---- EXERCISE INPUTS
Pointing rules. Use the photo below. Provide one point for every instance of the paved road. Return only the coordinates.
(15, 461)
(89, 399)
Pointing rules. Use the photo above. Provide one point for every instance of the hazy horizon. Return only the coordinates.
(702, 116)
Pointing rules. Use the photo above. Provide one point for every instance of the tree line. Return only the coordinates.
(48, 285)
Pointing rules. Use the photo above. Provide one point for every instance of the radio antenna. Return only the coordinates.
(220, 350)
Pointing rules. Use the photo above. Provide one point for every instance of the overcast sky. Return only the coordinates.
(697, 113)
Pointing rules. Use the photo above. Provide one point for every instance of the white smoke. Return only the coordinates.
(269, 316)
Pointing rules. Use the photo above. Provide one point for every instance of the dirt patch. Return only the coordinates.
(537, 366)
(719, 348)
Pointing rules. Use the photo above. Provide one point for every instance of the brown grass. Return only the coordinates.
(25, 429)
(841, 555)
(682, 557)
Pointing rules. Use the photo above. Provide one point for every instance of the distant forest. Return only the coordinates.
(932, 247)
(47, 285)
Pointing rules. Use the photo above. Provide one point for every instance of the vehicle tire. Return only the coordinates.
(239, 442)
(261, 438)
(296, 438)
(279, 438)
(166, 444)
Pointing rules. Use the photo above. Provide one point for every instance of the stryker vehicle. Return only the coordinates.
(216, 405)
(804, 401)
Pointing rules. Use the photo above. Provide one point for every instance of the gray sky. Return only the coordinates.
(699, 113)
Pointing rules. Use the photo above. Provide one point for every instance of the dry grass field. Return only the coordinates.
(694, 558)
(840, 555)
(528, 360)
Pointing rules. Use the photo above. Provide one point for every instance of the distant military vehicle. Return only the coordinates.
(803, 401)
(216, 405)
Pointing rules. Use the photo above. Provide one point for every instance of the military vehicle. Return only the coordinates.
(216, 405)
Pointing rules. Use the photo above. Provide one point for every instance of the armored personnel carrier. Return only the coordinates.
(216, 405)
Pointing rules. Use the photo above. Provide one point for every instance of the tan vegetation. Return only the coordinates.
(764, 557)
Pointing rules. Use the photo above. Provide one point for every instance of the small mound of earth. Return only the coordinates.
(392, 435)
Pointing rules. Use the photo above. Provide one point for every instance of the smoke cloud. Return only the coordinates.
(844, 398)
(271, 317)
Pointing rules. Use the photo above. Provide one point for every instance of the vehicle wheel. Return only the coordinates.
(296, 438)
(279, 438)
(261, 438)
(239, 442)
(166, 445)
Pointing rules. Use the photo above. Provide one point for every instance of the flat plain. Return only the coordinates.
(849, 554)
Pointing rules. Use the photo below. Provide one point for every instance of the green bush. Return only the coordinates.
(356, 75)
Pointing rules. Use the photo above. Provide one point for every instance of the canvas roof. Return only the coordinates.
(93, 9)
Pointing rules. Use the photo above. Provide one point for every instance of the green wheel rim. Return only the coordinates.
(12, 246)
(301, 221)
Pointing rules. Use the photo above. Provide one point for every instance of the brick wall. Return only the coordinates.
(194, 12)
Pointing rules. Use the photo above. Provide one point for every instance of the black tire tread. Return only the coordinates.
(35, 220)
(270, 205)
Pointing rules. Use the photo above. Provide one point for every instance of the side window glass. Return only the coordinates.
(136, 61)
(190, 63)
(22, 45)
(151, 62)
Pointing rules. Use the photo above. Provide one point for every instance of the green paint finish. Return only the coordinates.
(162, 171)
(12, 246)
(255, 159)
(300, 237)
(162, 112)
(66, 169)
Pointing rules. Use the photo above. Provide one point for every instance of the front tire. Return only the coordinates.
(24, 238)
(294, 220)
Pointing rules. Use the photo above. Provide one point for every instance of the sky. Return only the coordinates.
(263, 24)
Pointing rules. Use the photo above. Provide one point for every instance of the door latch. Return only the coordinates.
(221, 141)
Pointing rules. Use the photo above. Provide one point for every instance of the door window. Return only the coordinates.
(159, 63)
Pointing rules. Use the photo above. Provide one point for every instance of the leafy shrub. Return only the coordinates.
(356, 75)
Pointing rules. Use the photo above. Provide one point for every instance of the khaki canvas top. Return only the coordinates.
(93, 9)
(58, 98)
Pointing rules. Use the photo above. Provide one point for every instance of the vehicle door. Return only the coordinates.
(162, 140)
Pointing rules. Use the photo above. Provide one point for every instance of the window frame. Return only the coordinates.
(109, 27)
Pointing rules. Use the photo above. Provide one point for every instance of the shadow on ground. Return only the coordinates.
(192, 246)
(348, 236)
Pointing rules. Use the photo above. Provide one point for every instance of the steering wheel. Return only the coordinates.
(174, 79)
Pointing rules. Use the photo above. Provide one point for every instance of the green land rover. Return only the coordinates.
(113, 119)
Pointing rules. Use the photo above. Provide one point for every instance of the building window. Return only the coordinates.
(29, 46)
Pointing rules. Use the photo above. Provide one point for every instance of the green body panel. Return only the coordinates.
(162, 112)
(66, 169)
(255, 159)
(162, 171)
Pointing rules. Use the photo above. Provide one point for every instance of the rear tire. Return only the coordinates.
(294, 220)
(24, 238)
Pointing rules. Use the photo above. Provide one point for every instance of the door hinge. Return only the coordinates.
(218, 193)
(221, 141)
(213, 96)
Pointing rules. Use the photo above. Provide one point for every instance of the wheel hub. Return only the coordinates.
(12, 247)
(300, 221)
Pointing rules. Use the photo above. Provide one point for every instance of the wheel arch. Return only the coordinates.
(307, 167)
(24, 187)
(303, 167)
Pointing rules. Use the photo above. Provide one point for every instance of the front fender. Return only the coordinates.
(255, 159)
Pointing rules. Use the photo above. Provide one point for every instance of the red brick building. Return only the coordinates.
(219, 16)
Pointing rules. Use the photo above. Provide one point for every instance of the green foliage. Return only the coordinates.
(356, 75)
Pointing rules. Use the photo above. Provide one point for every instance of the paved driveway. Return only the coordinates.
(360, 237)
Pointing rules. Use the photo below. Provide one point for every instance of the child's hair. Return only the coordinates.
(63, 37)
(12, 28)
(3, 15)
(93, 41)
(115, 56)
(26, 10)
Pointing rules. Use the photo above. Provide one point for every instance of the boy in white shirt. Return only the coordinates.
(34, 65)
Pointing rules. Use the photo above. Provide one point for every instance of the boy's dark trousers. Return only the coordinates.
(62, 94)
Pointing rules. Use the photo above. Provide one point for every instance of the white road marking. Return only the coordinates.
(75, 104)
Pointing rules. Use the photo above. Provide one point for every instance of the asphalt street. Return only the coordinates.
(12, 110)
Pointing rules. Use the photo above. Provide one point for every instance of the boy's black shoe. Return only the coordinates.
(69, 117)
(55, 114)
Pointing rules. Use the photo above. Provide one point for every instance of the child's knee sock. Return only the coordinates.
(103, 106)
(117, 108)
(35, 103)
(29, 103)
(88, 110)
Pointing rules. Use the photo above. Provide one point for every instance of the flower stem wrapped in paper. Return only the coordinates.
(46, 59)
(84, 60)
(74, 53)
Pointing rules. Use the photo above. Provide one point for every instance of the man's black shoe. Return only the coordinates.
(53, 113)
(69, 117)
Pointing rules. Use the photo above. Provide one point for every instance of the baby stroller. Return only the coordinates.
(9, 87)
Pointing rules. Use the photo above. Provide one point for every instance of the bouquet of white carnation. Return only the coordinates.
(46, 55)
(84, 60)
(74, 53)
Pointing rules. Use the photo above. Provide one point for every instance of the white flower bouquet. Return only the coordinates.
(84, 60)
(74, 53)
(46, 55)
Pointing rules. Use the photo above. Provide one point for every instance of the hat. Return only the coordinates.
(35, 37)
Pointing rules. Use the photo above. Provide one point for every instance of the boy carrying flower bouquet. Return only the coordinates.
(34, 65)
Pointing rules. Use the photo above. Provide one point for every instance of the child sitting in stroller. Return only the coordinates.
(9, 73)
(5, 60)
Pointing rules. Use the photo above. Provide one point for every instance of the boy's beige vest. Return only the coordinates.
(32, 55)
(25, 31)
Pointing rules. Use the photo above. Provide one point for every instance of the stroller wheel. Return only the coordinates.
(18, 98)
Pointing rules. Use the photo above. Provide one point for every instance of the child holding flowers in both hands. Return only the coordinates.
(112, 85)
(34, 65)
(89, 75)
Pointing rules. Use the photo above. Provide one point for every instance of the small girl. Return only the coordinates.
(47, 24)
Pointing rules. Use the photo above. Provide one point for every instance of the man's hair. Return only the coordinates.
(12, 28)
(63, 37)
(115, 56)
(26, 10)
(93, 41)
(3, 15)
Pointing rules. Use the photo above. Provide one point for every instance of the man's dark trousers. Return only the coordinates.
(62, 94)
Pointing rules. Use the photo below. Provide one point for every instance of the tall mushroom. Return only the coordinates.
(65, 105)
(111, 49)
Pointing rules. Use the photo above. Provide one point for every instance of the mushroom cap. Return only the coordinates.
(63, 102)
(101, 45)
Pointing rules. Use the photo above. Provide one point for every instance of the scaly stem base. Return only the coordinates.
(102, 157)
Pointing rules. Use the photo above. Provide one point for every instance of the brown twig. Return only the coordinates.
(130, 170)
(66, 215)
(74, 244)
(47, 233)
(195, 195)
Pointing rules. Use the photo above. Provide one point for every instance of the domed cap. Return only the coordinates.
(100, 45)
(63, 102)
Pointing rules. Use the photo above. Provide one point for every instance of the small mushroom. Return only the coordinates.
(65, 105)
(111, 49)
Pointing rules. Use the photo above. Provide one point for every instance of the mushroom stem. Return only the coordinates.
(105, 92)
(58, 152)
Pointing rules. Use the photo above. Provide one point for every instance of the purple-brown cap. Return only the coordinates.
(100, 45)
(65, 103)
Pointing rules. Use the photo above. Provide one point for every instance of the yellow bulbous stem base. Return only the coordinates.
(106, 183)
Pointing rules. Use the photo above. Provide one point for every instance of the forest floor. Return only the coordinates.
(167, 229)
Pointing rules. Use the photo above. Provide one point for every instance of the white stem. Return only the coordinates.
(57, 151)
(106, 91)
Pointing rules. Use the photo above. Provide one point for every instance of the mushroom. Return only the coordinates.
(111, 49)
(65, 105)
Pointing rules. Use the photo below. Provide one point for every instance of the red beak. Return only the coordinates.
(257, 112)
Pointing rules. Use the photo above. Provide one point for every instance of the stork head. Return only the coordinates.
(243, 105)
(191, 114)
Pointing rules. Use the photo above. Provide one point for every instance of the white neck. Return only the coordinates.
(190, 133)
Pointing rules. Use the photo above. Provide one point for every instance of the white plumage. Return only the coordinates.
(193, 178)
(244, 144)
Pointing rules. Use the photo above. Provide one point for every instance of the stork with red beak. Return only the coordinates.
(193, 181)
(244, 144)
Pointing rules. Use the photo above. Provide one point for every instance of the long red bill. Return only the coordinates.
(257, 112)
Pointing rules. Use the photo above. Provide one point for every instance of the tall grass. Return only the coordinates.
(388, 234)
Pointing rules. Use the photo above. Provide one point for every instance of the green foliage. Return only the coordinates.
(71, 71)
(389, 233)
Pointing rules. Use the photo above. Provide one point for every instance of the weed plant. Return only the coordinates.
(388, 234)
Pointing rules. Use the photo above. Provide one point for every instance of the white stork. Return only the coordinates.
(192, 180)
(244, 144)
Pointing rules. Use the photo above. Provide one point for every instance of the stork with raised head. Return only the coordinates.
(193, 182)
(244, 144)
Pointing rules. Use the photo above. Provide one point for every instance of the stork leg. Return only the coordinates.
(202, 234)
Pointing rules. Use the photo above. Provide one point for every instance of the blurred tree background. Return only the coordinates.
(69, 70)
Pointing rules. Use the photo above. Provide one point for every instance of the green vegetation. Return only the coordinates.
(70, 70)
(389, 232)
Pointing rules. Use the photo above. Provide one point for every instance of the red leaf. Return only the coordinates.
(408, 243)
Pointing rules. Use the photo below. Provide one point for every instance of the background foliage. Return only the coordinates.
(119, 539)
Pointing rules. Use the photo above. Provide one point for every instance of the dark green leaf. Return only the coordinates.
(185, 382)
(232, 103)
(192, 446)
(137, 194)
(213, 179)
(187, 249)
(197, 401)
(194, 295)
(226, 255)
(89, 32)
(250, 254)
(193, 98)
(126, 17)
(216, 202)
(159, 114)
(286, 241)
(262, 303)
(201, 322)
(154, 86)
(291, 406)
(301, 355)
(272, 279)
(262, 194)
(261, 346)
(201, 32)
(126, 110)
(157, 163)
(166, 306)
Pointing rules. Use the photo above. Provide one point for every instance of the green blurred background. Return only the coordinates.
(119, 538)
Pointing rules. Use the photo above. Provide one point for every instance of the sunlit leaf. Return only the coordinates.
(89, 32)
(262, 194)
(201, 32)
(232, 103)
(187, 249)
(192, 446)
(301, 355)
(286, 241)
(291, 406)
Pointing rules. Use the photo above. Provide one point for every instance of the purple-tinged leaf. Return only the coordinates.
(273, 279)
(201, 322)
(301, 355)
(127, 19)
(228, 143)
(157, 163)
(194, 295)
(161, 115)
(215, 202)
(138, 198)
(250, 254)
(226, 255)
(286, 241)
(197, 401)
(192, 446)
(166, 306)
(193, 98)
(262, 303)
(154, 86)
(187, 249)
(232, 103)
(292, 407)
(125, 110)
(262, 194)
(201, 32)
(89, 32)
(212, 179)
--------
WHAT NEEDS TO BE DONE:
Return exactly the lines of the data, and only those, from the line with "leg. Return only the coordinates." through the last line, inclusive.

SOLUTION TO THE EXERCISE:
Pointing rules. Use the photo above. Provide one point for every instance of the stork leg. Return only the coordinates.
(202, 234)
Pointing rules. Use the photo above. Provide one point for every instance of the blurred tree background. Return only the coordinates.
(69, 70)
Pointing rules. Use the photo above. Provide one point for every instance of the green vegetation. Return only the coordinates.
(70, 70)
(389, 232)
Pointing rules. Use the photo above. Provide one point for every instance of the red leaf. Return only the coordinates.
(408, 243)
Pointing rules. Use the photo below. Provide one point for every instance of the background foliage. Return only the coordinates.
(119, 539)
Pointing rules. Use the photo above. Provide one point for every instance of the dark green leaf. Return only the coordinates.
(185, 382)
(232, 103)
(192, 446)
(137, 194)
(213, 179)
(187, 249)
(197, 401)
(194, 295)
(226, 255)
(89, 32)
(250, 254)
(193, 98)
(126, 17)
(216, 202)
(159, 114)
(286, 241)
(262, 303)
(201, 322)
(154, 86)
(291, 406)
(301, 355)
(272, 279)
(262, 194)
(261, 346)
(201, 32)
(126, 110)
(157, 163)
(166, 306)
Pointing rules. Use the photo above. Provide one point for every instance of the green blurred background. Return only the coordinates.
(119, 538)
Pointing rules. Use the photo above. Provide one point for every instance of the sunlit leaf. Return only the coordinates.
(89, 32)
(262, 194)
(201, 32)
(232, 103)
(187, 249)
(192, 446)
(301, 355)
(286, 241)
(291, 406)
Pointing rules. Use the photo above. Provide one point for every instance of the purple-tinged leaf. Return only the coordinates.
(273, 279)
(201, 322)
(301, 355)
(127, 19)
(228, 143)
(157, 163)
(194, 295)
(161, 115)
(215, 202)
(138, 198)
(250, 254)
(226, 255)
(286, 241)
(197, 401)
(192, 446)
(166, 306)
(193, 98)
(262, 303)
(154, 86)
(187, 249)
(232, 103)
(292, 407)
(125, 110)
(262, 194)
(201, 32)
(89, 32)
(212, 179)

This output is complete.